[Stored data entries]
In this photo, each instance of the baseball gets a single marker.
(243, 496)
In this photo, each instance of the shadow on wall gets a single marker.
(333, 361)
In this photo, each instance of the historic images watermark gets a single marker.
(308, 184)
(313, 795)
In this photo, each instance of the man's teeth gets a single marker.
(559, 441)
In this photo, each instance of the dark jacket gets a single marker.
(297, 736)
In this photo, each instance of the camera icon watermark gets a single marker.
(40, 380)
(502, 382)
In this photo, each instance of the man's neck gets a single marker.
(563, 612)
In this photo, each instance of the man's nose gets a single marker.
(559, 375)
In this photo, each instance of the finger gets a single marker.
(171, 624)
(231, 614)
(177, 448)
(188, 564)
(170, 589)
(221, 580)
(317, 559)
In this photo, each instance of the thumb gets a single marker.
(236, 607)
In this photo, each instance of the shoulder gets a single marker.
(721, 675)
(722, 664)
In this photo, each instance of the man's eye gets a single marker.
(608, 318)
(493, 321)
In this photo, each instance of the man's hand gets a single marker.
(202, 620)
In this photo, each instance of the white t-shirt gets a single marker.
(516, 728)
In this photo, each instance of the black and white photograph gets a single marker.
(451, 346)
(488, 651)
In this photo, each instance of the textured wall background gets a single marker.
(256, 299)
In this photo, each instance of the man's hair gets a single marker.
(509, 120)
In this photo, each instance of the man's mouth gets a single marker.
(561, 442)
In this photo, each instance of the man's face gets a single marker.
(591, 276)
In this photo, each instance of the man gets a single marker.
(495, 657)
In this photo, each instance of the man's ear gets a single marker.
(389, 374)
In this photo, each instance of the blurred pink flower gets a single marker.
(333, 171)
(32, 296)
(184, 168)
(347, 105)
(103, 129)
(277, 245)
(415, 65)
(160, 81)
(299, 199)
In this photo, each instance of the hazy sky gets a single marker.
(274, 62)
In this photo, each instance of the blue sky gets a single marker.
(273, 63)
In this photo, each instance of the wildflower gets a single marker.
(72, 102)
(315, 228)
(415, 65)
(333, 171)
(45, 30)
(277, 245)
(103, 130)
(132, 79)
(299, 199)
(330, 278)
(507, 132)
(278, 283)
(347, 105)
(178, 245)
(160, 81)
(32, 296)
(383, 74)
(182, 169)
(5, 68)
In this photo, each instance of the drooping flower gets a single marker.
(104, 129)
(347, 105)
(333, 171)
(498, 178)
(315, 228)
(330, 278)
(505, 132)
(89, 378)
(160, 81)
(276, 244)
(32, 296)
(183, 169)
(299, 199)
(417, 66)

**TASK INSTRUCTIONS:** Transcribe the entries above, every line exactly as it reads.

**ANSWER TO THIS EXERCISE:**
In this photo, each instance of the baseball gets a single marker.
(243, 496)
In this photo, each instance of the shadow on wall gets a single marker.
(333, 361)
In this photo, each instance of the historic images watermark gets a single marker.
(308, 184)
(313, 795)
In this photo, each instance of the man's teeth gets a single marker.
(559, 441)
In this photo, each instance of the dark jacket gets a single marker.
(297, 736)
In this photo, each instance of the camera icon watermark gets a single marker.
(40, 380)
(502, 382)
In this photo, each instance of the man's neck gets a single marker.
(563, 612)
In this photo, each instance of the man's nose gets a single marker.
(559, 375)
In this photo, each instance of the finger gets a single marker.
(171, 624)
(231, 614)
(177, 448)
(188, 564)
(170, 589)
(221, 580)
(317, 559)
In this photo, each instance of the thumb gets a single marker.
(236, 607)
In this photo, each instance of the shoulder gets a single marker.
(721, 675)
(722, 664)
In this photo, each instance of the man's eye gets a single marker.
(608, 318)
(493, 321)
In this photo, each instance of the man's hand gets a single marker.
(202, 620)
In this photo, each instance of the white t-shirt gets a single marker.
(516, 728)
In this photo, each instance of the black and white photograph gets a single marker.
(451, 346)
(488, 651)
In this photo, each instance of the textured wall background gets a single marker.
(256, 299)
In this photo, each instance of the man's hair gets a single marker.
(509, 120)
In this photo, each instance of the man's mouth gets a single marker.
(561, 442)
In this photo, each instance of the man's face gets a single marker.
(591, 276)
In this photo, each instance of the man gets a single marker.
(495, 657)
In this photo, each instance of the man's ear gets a single marker.
(389, 374)
In this photo, each instance of the blurred pink flower gets a single marker.
(333, 171)
(32, 296)
(184, 168)
(347, 105)
(103, 129)
(277, 245)
(415, 65)
(160, 81)
(299, 199)
In this photo, each instance of the hazy sky gets a single marker.
(274, 62)
In this photo, each instance of the blue sky gets a single marker.
(273, 63)
In this photo, each instance of the wildflower gets a single marker.
(72, 102)
(315, 228)
(415, 65)
(333, 171)
(45, 30)
(277, 245)
(103, 130)
(132, 79)
(299, 199)
(330, 278)
(507, 132)
(278, 283)
(347, 105)
(178, 245)
(160, 81)
(32, 296)
(383, 74)
(182, 169)
(5, 68)
In this photo, each instance of the drooping flower gets a single marker.
(104, 129)
(347, 105)
(333, 171)
(498, 178)
(315, 228)
(330, 278)
(505, 132)
(89, 378)
(160, 81)
(276, 244)
(32, 296)
(183, 169)
(299, 199)
(417, 66)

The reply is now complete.